* [SELECTED EXTRACT]:
%%

DedupEndNote: FAQ

Home
  1. Why only EndNote export files?
  2. I don't use EndNote, but ...
  3. I use groups, comments, ... in EndNote and don't want to lose them
  4. I have deleted records in EndNote and don't want them to reappear when updating
  5. I prefer PubMed records above EMBASE records
  6. Is DedupEndNote perfect?

1. Why only EndNote export files?

EndNote is very good at importing export files from many bibliographic databases. The export from an EndNote database has a standard format, which makes reading and interpreting records for DedupEndNote a lot easier.
(This version of) DedupEndNote does not read EndNote XML exports, because reading and writing XML files is more complex than reading and writing a RIS file, without offering any benefit.

2. I don't use EndNote, but ...

Sorry, the program has been developed and tested with EndNote export files in RIS format.
However, the code is available on GitHub. For other databases the main changes will probably have to be made only in the functions for reading and writing.

3. I use groups, comments, ... in EndNote and don't want to lose them

EndNote export files in RIS format do not contain grouping information!

If you have groupings, ... in your EndNote database before you started using DedupEndNote: use DedupEndNote in MarkMode, and deduplicate then within EndNote only on the Label field.

TODO: EXPAND

TODO: XML (formatting)

However, for new projects the following will work: using a MASTER Database and a WORKING Database
(The names of the EndNote databases and the RIS files are just examples)

  1. create a MASTER database
  2. import your first set of records from one or more bibliographic databases into the MASTER Database
  3. (optionally: clean up the MASTER Database) if the MASTER Database can contain duplicate records, export the MASTER Database as a RIS file, deduplicate the file with DedupEndNote, import the deduplicated results into a NEW_MASTER Database EndNote file, remove the old MASTER Database, and make a copy of the NEW_MASTER database as your MASTER database (File > Save a Copy ...)
  4. Make a copy of the MASTER Database as your WORKING Database EndNote file (File > Save a Copy ...)
  5. edit, comment, delete, group, ... records only in the WORKING Database!

When you have new export files from the same or other bibliographic databases:

  1. import these results into a new TEMP Endnote database, export that TEMP EndNote database into a RIS file NEW_RECORDS.txt (overwriting the file if it already exists), and remove the TEMP EndNote database
  2. export the MASTER Database into a RIS file OLD_RECORDS.txt (overwriting the file if it already exists)

%%

* [DATA SUPPLIED]:

%%

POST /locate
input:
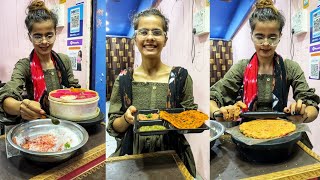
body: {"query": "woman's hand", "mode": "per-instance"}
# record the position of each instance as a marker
(30, 110)
(128, 115)
(232, 112)
(301, 113)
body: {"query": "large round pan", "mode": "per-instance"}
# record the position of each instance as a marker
(273, 151)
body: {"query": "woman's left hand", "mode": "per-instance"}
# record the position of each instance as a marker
(298, 112)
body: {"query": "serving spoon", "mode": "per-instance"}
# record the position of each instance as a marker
(54, 120)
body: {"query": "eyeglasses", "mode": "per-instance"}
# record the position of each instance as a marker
(154, 32)
(38, 38)
(259, 40)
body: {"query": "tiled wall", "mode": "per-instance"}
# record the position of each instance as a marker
(221, 59)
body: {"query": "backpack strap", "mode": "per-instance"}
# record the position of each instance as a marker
(177, 79)
(125, 88)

%%

Please copy word for word the part of the DedupEndNote FAQ starting at "If you have" and ending at "are just examples)". You can set the data aside.

* [RESULT]:
If you have groupings, ... in your EndNote database before you started using DedupEndNote: use DedupEndNote in MarkMode, and deduplicate then within EndNote only on the Label field.

TODO: EXPAND

TODO: XML (formatting)

However, for new projects the following will work: using a MASTER Database and a WORKING Database
(The names of the EndNote databases and the RIS files are just examples)